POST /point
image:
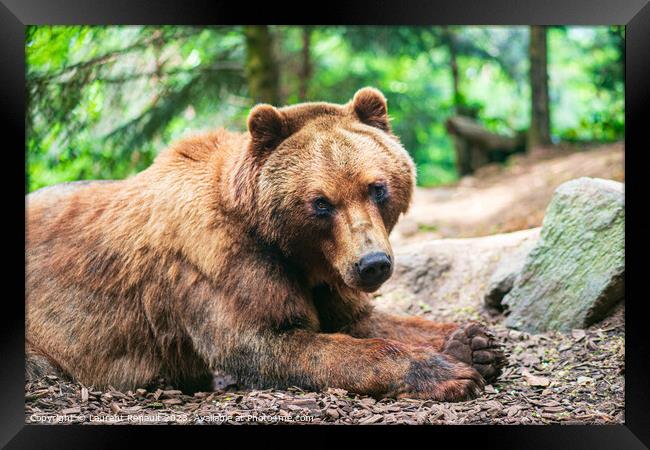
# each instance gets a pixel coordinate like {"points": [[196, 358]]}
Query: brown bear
{"points": [[250, 253]]}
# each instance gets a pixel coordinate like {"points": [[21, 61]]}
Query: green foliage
{"points": [[104, 100]]}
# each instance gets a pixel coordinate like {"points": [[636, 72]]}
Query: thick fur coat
{"points": [[245, 253]]}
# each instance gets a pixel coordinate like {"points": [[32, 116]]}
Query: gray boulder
{"points": [[504, 276], [448, 277], [575, 274]]}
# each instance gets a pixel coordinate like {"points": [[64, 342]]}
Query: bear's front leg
{"points": [[376, 367], [472, 343]]}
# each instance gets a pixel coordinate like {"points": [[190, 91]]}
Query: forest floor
{"points": [[567, 378]]}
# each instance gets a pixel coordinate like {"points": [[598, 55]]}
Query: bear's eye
{"points": [[322, 207], [378, 192]]}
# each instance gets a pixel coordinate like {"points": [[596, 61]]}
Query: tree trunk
{"points": [[476, 146], [261, 66], [450, 41], [539, 132], [306, 66]]}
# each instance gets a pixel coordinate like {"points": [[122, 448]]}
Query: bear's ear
{"points": [[267, 128], [370, 107]]}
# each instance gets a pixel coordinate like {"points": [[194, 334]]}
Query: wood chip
{"points": [[535, 380]]}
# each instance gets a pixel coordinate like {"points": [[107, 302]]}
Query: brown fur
{"points": [[212, 259]]}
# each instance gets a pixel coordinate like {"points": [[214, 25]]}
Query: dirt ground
{"points": [[567, 378]]}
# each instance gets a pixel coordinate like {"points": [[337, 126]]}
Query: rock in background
{"points": [[449, 277], [575, 274]]}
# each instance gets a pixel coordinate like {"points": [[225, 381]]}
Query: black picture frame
{"points": [[635, 14]]}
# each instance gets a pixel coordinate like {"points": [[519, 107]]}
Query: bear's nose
{"points": [[374, 268]]}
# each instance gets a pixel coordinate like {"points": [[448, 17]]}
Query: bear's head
{"points": [[331, 181]]}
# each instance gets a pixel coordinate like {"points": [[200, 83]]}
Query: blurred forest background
{"points": [[104, 100]]}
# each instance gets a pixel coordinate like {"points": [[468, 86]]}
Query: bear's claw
{"points": [[473, 344]]}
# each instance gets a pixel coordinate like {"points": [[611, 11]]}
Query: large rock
{"points": [[448, 277], [575, 274], [503, 278]]}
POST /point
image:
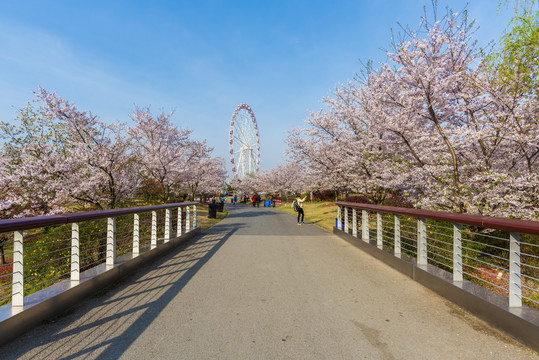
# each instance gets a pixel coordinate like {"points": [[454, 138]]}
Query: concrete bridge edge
{"points": [[20, 323]]}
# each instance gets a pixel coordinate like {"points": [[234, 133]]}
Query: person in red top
{"points": [[299, 208]]}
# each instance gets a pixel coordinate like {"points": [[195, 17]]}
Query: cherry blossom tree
{"points": [[206, 175], [98, 168], [163, 150], [435, 123]]}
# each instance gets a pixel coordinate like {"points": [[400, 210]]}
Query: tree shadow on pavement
{"points": [[104, 326]]}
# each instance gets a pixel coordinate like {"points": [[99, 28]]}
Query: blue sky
{"points": [[202, 58]]}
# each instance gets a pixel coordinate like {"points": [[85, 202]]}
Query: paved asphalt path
{"points": [[257, 286]]}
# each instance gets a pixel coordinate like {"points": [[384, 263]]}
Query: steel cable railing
{"points": [[38, 252], [499, 254]]}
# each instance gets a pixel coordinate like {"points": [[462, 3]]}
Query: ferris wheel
{"points": [[244, 142]]}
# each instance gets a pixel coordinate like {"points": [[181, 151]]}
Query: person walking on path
{"points": [[299, 207]]}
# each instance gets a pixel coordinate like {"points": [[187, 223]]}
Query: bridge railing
{"points": [[38, 252], [499, 254]]}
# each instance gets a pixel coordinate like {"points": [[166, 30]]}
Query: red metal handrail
{"points": [[41, 221], [491, 222]]}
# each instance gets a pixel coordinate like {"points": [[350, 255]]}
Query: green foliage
{"points": [[517, 60]]}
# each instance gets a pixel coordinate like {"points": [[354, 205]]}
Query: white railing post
{"points": [[515, 282], [111, 242], [397, 235], [421, 241], [167, 225], [75, 252], [354, 222], [187, 220], [153, 241], [17, 287], [365, 225], [179, 224], [457, 253], [136, 235], [346, 219], [379, 231]]}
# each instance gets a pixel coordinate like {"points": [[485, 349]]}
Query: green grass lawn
{"points": [[322, 214]]}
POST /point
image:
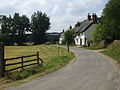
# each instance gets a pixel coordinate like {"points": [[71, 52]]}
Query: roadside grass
{"points": [[113, 51], [51, 62], [92, 47]]}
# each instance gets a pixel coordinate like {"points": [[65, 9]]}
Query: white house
{"points": [[84, 31]]}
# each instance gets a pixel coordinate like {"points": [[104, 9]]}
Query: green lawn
{"points": [[49, 54], [92, 47]]}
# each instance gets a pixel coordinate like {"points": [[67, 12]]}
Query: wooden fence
{"points": [[22, 62]]}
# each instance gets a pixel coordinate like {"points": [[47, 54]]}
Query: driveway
{"points": [[90, 71]]}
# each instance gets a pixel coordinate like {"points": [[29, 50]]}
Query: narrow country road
{"points": [[90, 71]]}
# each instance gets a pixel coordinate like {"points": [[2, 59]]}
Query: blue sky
{"points": [[62, 13]]}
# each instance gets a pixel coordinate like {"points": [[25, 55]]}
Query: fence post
{"points": [[22, 62], [2, 61], [38, 58]]}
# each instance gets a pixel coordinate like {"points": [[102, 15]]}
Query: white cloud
{"points": [[61, 12]]}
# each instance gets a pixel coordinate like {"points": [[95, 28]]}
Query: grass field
{"points": [[49, 54]]}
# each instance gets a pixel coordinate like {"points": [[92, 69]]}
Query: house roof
{"points": [[84, 26]]}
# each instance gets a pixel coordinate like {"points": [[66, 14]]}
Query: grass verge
{"points": [[52, 62], [92, 47]]}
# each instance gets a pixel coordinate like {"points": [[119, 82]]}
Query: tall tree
{"points": [[69, 37], [40, 23], [6, 24], [21, 25]]}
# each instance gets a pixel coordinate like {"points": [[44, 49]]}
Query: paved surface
{"points": [[90, 71]]}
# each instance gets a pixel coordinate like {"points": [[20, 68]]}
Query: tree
{"points": [[21, 25], [69, 37], [40, 23], [109, 28]]}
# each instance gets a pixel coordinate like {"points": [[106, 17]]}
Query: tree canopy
{"points": [[14, 29], [69, 37], [40, 23]]}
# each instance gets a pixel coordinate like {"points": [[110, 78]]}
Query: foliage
{"points": [[40, 23], [109, 27], [69, 37], [14, 29], [113, 50], [52, 60]]}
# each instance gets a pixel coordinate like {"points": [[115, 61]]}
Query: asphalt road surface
{"points": [[89, 71]]}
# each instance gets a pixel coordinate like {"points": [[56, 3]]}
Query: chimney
{"points": [[89, 17], [94, 17]]}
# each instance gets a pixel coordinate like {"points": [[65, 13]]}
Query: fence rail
{"points": [[22, 62]]}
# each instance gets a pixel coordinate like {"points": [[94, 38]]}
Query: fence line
{"points": [[37, 59]]}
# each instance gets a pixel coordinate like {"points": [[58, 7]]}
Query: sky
{"points": [[62, 13]]}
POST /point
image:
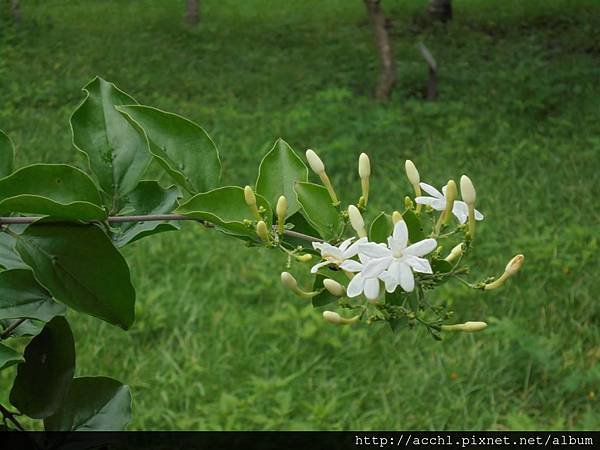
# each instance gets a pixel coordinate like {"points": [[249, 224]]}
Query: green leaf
{"points": [[226, 208], [117, 151], [381, 228], [7, 155], [147, 198], [93, 404], [9, 258], [44, 378], [56, 190], [279, 170], [8, 357], [183, 148], [318, 209], [22, 296], [81, 268], [415, 231]]}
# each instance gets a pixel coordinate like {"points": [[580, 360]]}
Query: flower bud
{"points": [[467, 327], [357, 221], [281, 211], [336, 319], [412, 173], [396, 217], [334, 287], [262, 231], [315, 162], [288, 280], [455, 253], [364, 166], [514, 265], [467, 190], [250, 199]]}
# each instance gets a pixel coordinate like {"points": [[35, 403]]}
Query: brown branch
{"points": [[149, 218], [387, 76]]}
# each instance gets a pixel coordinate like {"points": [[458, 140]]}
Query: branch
{"points": [[148, 218]]}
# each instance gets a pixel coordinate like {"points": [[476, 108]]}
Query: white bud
{"points": [[514, 265], [467, 190], [334, 287], [315, 162], [364, 166], [412, 173], [357, 221], [467, 327], [249, 196], [289, 281]]}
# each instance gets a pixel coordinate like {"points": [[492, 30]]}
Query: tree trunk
{"points": [[440, 10], [387, 76], [192, 12], [15, 11]]}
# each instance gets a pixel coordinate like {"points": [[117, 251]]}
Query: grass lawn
{"points": [[218, 343]]}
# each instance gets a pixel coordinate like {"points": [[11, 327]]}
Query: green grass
{"points": [[218, 343]]}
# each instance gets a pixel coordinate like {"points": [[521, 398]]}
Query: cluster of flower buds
{"points": [[399, 263]]}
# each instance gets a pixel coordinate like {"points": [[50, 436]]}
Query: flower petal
{"points": [[421, 248], [373, 250], [372, 288], [400, 234], [460, 210], [316, 267], [356, 286], [407, 280], [375, 267], [351, 266], [431, 190], [419, 264]]}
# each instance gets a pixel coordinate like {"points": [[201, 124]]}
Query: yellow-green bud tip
{"points": [[411, 172], [249, 196], [467, 190], [514, 265], [281, 208], [288, 280], [364, 166], [315, 162], [334, 287], [356, 221]]}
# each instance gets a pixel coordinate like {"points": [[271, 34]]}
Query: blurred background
{"points": [[218, 343]]}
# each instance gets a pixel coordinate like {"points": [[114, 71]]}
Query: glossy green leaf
{"points": [[318, 209], [44, 378], [93, 404], [415, 230], [9, 357], [56, 190], [117, 151], [22, 296], [381, 228], [279, 170], [183, 148], [9, 258], [147, 198], [226, 208], [81, 268], [7, 155]]}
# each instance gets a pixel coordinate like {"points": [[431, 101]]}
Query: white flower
{"points": [[336, 255], [366, 280], [438, 202], [395, 263]]}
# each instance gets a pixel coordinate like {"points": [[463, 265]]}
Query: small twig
{"points": [[11, 328], [147, 218], [7, 415]]}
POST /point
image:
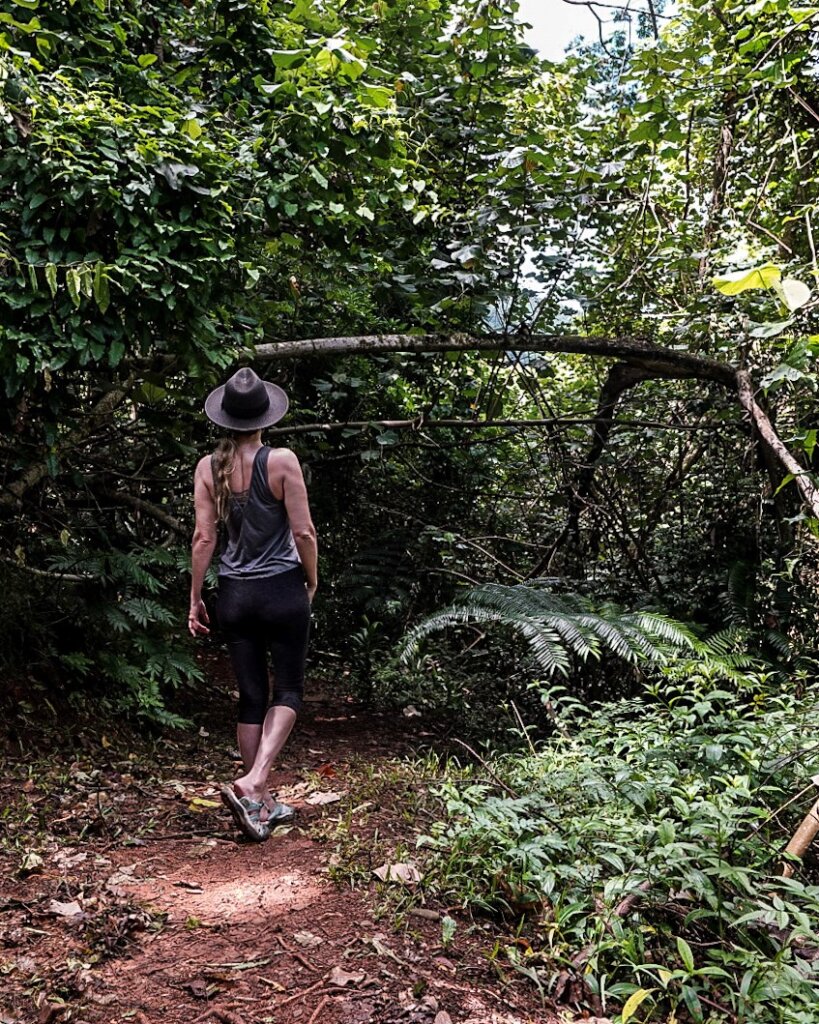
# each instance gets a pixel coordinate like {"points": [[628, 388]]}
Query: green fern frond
{"points": [[559, 627]]}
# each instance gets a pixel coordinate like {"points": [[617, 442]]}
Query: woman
{"points": [[267, 580]]}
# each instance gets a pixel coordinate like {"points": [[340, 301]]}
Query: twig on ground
{"points": [[496, 778], [300, 995], [318, 1009]]}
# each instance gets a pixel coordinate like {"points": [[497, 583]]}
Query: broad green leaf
{"points": [[73, 284], [191, 128], [743, 281], [793, 293], [378, 95], [634, 1003], [770, 330], [692, 1001], [801, 14], [287, 58], [686, 954], [100, 288], [317, 176]]}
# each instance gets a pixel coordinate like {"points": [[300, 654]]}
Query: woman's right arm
{"points": [[301, 523], [202, 547]]}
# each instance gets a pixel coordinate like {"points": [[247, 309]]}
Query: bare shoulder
{"points": [[283, 461], [204, 471]]}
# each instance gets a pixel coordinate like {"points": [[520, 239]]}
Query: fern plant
{"points": [[128, 628], [559, 627]]}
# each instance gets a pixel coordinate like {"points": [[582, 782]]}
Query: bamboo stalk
{"points": [[802, 839]]}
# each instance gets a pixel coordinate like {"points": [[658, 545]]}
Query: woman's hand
{"points": [[197, 619]]}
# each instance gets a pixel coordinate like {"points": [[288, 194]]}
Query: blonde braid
{"points": [[223, 461]]}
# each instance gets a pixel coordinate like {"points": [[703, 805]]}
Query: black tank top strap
{"points": [[259, 484]]}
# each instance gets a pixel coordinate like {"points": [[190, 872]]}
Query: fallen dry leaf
{"points": [[338, 976], [69, 858], [200, 804], [72, 909], [31, 863], [404, 872], [324, 798], [192, 887]]}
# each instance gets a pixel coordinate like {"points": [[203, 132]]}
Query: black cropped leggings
{"points": [[269, 614]]}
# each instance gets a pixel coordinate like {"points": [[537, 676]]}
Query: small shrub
{"points": [[643, 851]]}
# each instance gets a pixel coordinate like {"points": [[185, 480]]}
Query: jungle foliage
{"points": [[186, 186]]}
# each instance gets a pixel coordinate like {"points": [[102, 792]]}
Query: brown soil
{"points": [[127, 896]]}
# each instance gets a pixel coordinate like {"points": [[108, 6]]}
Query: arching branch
{"points": [[631, 350]]}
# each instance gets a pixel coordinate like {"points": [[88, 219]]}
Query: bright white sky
{"points": [[555, 24]]}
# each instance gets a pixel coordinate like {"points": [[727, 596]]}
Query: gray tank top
{"points": [[257, 539]]}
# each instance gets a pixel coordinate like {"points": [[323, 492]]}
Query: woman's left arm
{"points": [[203, 547]]}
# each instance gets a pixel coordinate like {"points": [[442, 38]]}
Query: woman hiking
{"points": [[255, 497]]}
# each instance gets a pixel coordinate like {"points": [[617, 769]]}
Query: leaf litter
{"points": [[128, 898]]}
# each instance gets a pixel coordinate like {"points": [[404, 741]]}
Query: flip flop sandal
{"points": [[278, 814], [246, 814]]}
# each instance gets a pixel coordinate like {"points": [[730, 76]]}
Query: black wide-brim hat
{"points": [[246, 402]]}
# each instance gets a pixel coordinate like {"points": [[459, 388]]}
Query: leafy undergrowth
{"points": [[127, 897], [640, 851]]}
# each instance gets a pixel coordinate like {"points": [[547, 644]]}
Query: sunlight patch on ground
{"points": [[216, 901]]}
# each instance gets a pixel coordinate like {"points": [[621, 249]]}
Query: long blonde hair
{"points": [[223, 463]]}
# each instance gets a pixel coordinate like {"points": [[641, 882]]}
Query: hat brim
{"points": [[274, 412]]}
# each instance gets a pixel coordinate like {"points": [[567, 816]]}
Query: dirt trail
{"points": [[147, 907]]}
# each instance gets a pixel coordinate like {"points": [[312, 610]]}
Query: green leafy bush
{"points": [[642, 850], [108, 626]]}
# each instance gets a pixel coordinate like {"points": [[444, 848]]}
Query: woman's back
{"points": [[258, 539]]}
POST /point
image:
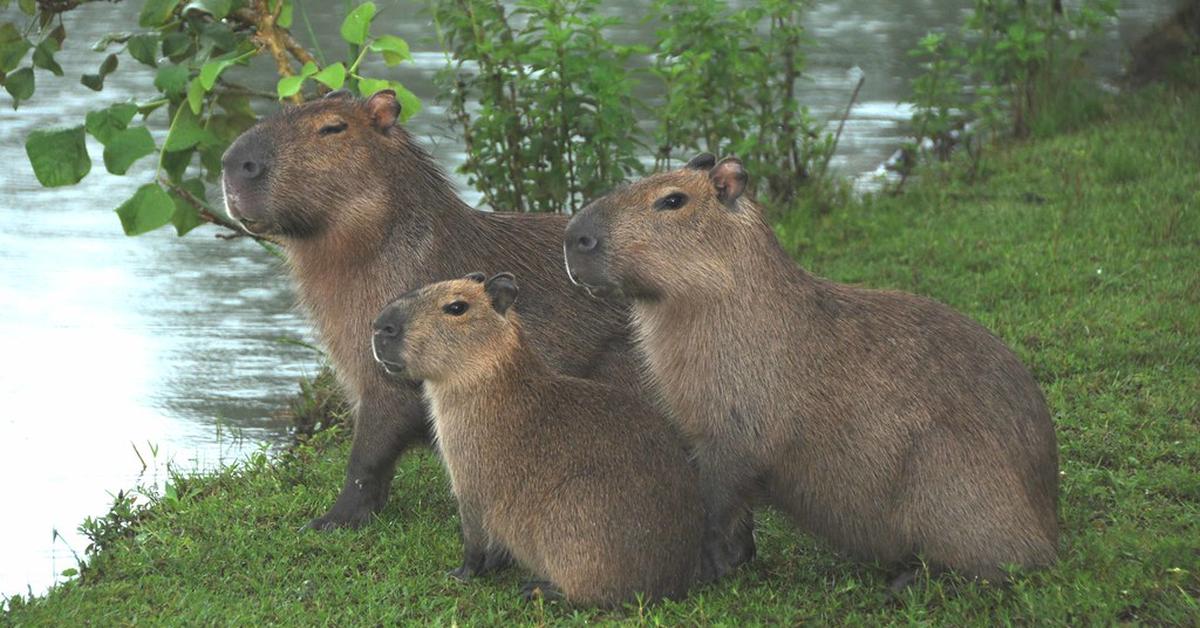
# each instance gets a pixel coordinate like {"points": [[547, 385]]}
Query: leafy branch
{"points": [[191, 46]]}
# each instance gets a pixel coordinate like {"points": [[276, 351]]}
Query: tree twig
{"points": [[209, 215], [837, 137]]}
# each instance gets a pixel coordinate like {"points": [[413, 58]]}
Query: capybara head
{"points": [[448, 329], [309, 168], [660, 233]]}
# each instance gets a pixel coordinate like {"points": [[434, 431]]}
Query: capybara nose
{"points": [[390, 324], [581, 235], [585, 244], [246, 160], [251, 169]]}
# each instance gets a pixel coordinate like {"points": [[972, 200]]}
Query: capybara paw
{"points": [[496, 561], [540, 588]]}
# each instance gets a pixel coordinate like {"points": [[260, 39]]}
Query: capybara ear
{"points": [[503, 291], [729, 178], [702, 162], [384, 108]]}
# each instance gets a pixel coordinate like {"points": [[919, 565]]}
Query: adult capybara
{"points": [[582, 483], [886, 423], [365, 214]]}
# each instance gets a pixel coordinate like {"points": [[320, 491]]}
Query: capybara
{"points": [[365, 214], [586, 485], [887, 423]]}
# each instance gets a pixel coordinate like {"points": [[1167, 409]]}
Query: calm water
{"points": [[117, 351]]}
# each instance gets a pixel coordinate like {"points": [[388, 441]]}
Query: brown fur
{"points": [[581, 483], [886, 423], [365, 214]]}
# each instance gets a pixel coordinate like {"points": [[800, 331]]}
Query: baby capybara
{"points": [[887, 423], [364, 214], [583, 484]]}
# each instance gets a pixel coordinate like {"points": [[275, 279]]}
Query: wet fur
{"points": [[581, 483], [365, 215], [883, 422]]}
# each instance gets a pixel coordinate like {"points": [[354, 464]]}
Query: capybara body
{"points": [[887, 423], [582, 483], [365, 214]]}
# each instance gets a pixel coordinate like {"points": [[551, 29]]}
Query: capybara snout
{"points": [[387, 338], [667, 217]]}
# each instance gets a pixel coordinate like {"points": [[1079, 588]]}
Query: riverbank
{"points": [[1080, 251]]}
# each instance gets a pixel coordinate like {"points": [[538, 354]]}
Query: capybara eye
{"points": [[455, 309], [335, 127], [672, 201]]}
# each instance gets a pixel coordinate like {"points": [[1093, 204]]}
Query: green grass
{"points": [[1081, 251]]}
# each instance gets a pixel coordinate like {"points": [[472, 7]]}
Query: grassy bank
{"points": [[1081, 251]]}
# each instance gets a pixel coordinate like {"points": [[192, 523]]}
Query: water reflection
{"points": [[111, 342]]}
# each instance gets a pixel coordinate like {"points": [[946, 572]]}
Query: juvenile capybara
{"points": [[887, 423], [583, 484], [365, 214]]}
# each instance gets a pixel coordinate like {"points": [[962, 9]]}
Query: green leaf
{"points": [[144, 48], [106, 123], [149, 208], [409, 105], [358, 23], [171, 79], [177, 46], [393, 48], [291, 85], [13, 47], [43, 57], [333, 76], [21, 85], [196, 95], [126, 147], [288, 87], [156, 12], [186, 217], [211, 70], [217, 9], [93, 82], [58, 156]]}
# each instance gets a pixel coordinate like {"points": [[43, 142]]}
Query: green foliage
{"points": [[195, 47], [555, 124], [730, 79], [1095, 288], [1013, 69], [59, 157]]}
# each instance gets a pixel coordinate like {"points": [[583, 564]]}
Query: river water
{"points": [[121, 356]]}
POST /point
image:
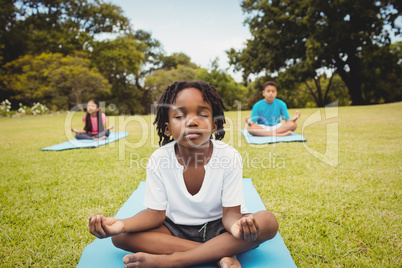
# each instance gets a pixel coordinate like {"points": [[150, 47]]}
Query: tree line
{"points": [[64, 52]]}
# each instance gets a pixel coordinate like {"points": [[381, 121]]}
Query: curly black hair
{"points": [[88, 122], [210, 95]]}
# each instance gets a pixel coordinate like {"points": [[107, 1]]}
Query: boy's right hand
{"points": [[102, 227]]}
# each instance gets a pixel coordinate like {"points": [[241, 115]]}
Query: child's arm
{"points": [[294, 118], [102, 227], [77, 131], [242, 227]]}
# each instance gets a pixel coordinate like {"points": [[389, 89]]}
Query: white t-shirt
{"points": [[222, 185]]}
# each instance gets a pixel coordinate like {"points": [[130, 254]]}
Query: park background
{"points": [[57, 55]]}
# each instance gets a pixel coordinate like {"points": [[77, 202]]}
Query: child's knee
{"points": [[119, 241], [269, 227]]}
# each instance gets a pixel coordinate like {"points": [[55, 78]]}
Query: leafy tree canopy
{"points": [[309, 35]]}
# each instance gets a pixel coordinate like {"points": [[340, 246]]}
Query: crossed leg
{"points": [[165, 250], [285, 129]]}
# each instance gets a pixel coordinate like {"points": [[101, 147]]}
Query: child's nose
{"points": [[191, 121]]}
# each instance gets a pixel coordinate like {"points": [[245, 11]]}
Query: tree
{"points": [[57, 81], [173, 61], [160, 79], [120, 61], [311, 35], [60, 26], [230, 91]]}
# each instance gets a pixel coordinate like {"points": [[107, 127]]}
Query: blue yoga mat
{"points": [[75, 144], [272, 253], [270, 139]]}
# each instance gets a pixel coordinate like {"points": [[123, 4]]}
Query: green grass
{"points": [[345, 215]]}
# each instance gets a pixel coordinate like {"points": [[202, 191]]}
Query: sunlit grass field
{"points": [[337, 197]]}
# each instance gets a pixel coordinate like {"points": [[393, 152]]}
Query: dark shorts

==================================================

→ **SHORT TASK**:
Pull out every line of the entries that contains the word "background", matching case exactly.

→ **OUTPUT OF THE TASK**:
Query: rock in background
Query: blurred forest background
Query: blurred background
Query: park background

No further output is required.